[What to work on]
A – In the passage on AMD's LWP removal, what did AMD give up to make microcode room for IBPB?
B – Please write the next part of the passage on AMD's LWP removal, picking up right after its final sentence.
──────── Extracted text
It's true that we used to expose the CPUID bit to guests, but IIRC we
never virtualised it correctly which was my justification for hiding the
feature bit when I was doing the original work to rationalise what
guests saw.

 
Removing LWP was an extraordinary situation, and AMD didn't do it lightly.

What they did was sacrifice a fairly expensive LWP errata workaround to
make space ucode space for IBPB instead.  They hid the CPUID bit (and
specifically by modifying the CPUID mask MSR only) because there were no
known production users of LWP, and a consequence of the patch, an errata
got unfixed.

On real AMD systems which used to enumerate LWP, and subsequently ceased
to, it was only "normal virt" levels of feature hiding.  The LWP CPUID
leaf still has real data in it, and you can still use %xcr0.lwp, and the
LWP MSRs still function.
────────────────
──────── Given data
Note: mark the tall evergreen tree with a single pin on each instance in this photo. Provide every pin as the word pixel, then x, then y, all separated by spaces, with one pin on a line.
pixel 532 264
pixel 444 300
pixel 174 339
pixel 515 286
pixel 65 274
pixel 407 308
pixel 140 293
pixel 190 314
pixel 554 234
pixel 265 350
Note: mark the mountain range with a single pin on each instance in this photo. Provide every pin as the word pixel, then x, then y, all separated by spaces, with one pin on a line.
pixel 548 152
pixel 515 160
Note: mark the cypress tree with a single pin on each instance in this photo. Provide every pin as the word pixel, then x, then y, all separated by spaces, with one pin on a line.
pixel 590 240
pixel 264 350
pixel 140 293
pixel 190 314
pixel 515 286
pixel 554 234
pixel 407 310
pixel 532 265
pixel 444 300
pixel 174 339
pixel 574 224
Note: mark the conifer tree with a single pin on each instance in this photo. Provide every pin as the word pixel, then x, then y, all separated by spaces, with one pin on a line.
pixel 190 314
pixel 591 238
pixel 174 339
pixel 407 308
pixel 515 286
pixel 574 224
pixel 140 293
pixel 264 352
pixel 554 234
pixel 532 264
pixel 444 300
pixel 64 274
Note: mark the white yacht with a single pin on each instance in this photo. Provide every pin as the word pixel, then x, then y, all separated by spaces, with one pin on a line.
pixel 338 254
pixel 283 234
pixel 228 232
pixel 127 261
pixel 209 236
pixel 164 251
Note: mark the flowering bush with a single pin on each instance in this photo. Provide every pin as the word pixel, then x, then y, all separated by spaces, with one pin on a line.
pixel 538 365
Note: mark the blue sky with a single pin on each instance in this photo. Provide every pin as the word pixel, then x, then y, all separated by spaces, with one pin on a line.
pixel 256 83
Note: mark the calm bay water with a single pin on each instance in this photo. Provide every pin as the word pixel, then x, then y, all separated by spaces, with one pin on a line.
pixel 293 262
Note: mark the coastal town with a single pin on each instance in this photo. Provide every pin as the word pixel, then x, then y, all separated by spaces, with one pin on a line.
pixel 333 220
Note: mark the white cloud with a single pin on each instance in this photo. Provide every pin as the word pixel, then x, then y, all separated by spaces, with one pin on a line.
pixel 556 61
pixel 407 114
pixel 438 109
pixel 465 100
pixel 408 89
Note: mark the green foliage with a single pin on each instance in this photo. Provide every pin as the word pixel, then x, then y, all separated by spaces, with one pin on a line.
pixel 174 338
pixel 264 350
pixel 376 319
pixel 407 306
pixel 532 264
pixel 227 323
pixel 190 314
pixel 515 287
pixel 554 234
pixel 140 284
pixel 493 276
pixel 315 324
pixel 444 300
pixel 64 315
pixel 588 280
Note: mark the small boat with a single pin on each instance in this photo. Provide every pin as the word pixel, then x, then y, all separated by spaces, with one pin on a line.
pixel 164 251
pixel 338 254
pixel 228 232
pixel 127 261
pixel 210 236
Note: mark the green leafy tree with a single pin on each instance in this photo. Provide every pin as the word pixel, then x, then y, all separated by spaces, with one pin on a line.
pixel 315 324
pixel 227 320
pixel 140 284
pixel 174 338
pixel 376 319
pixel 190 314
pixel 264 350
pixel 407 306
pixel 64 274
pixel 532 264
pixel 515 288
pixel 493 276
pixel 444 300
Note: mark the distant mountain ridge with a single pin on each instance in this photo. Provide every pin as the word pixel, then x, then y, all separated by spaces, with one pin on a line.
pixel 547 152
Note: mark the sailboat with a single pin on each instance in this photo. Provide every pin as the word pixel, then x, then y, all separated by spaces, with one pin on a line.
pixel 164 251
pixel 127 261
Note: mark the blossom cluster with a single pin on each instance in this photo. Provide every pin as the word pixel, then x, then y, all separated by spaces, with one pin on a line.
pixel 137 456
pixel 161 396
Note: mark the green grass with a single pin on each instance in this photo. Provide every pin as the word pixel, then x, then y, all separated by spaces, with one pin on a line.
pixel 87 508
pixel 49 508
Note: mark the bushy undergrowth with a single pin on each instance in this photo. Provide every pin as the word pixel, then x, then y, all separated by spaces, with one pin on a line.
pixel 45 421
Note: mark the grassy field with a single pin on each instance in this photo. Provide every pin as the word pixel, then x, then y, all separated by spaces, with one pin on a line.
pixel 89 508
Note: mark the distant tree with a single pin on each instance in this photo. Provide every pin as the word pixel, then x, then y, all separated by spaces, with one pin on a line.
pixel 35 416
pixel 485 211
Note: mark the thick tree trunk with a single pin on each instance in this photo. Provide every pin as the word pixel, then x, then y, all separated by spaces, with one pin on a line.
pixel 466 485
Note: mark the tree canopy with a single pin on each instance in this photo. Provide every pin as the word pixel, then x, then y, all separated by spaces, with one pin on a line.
────────────────
[Responses to the tasks]
A – A fairly expensive LWP errata workaround.

B –
Software which was genuinely using LWP, not tickling the errata case,
and late loaded this patch wouldn't actually have anything malfunction
underfoot.

>> Crashing on S3
> I may guess you meant to continue "... is bad anyway"?

Oops.  I was clearly in a rush for my morning meeting.  What I meant was
"we probably shouldn't crash on S3 resume in this known-ok case".

~Andrew
diff mbox series

Patch

diff --git a/xen/arch/x86/cpu-policy.c b/xen/arch/x86/cpu-policy.c
index a58bf6cad54e..ef6a2d0d180a 100644
--- a/xen/arch/x86/cpu-policy.c
+++ b/xen/arch/x86/cpu-policy.c
@@ -15,7 +15,7 @@ 
 #include <asm/setup.h>
 #include <asm/xstate.h>
 
-struct cpu_policy __ro_after_init     raw_cpu_policy;
+struct cpu_policy __read_mostly       raw_cpu_policy;
 struct cpu_policy __ro_after_init    host_cpu_policy;
 #ifdef CONFIG_PV
 struct cpu_policy __ro_after_init  pv_max_cpu_policy;
@@ -343,7 +343,7 @@  static void recalculate_misc(struct cpu_policy *p)
     }
 }
 
-static void __init calculate_raw_policy(void)
+void calculate_raw_cpu_policy(void)
 {
     struct cpu_policy *p = &raw_cpu_policy;
 
@@ -655,7 +655,7 @@  static void __init calculate_hvm_def_policy(void)
 
 void __init init_guest_cpu_policies(void)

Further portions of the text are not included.